## PASSAGE TO READ
--*--

Where you receive cash for the disposal of shares in the target your proceeds should, as a general rule, be subject to capital gains tax on receipt.
Particular care should be taken by individuals in transactions where rollover or earn-out mechanisms are included in the drafting. Although they are useful commercial tools to incentivise founders and senior management to stay in the business (particularly in a private equity context) and bridge valuation gaps between buyers and sellers, they can result in unexpected tax consequences.
You should seek tax advice as early as possible on the appropriate way to structure such entitlements.
Earn-outs
An earn-out can be structured as a future entitlement to shares or loan notes or as payments of deferred and/or contingent cash consideration. Future entitlements to shares may include allocations of sweet equity, as discussed in relation to PE buyers in Understanding your buyers. An earn-out is often contingent on certain future events or performance metrics. The way an earn-out is structured will affect how and when it will be taxed in your hands. Some points to be aware of are set out below.
- Where a sale includes substantial deferred or contingent consideration this can trigger significant tax charges for the tax year on completion of the sale, regardless of when or if such amounts are eventually paid. Accordingly, careful consideration should go into the drafting of these provisions and the mechanisms for calculating any future amounts as described in the transaction documents. (See also 'Understanding your buyers' in respect of transfer taxes.)
- A seller's entitlement to earn-out consideration should ideally be linked only to the performance of the company (and not any individual) and should not be conditional on any individual's ongoing employment (among other things) to maximise the likelihood that it is taxed as a capital receipt.
Post-sale considerations
Wealth structuring
The sale of a business provides an opportunity for you to review your personal affairs to ensure you have a suitable wealth, estate and governance framework in place, including reviewing and updating any existing arrangements.
Key to determining the most appropriate planning and structuring options will be identifying your objectives – for example, whether you intend to retire, wish to invest in new businesses, acquire assets for personal enjoyment or investment purposes, transfer wealth and/or use it for philanthropic aims.
Depending on your objectives, potential structures such as trusts or a family investment vehicle (in the form of a company, partnership, fund or investment bond) may assist during your lifetime to defer tax on investments, mitigate inheritance tax and pass wealth to the next generation.

--*--

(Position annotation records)
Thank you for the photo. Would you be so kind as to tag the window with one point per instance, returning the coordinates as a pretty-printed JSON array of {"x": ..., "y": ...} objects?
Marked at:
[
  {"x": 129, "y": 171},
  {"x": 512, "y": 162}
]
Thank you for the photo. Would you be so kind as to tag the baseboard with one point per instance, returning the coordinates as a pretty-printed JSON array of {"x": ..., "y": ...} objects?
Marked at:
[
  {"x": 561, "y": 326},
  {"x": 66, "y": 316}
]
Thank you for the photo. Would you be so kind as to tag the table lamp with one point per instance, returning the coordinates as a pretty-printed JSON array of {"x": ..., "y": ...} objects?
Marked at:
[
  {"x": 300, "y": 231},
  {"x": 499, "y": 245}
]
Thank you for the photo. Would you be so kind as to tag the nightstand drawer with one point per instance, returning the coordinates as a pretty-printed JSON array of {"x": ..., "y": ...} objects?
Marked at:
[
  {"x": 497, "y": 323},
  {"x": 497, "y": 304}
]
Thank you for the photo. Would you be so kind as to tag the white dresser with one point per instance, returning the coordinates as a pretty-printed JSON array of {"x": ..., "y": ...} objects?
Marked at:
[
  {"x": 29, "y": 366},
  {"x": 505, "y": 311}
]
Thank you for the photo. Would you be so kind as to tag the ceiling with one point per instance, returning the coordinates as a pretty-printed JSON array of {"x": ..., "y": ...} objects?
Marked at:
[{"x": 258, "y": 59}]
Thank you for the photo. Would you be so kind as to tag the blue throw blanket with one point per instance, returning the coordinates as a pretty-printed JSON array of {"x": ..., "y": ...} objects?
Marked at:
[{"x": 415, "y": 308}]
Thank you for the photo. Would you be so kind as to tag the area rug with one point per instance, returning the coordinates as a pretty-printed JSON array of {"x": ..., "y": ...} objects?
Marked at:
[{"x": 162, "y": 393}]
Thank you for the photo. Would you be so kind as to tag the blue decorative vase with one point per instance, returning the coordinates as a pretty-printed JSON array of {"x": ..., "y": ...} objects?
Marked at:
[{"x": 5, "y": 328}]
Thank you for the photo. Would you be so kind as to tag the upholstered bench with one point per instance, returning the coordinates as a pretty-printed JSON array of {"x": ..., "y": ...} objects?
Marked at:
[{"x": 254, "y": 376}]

--*--

## SET PROBLEM
Render this sentence from the passage on taxes when selling a business in French: "You should seek tax advice as early as possible on the appropriate way to structure such entitlements."

## SOLUTION TO THIS EXERCISE
Vous devriez demander un conseil fiscal le plus tôt possible sur la manière appropriée de structurer de tels droits.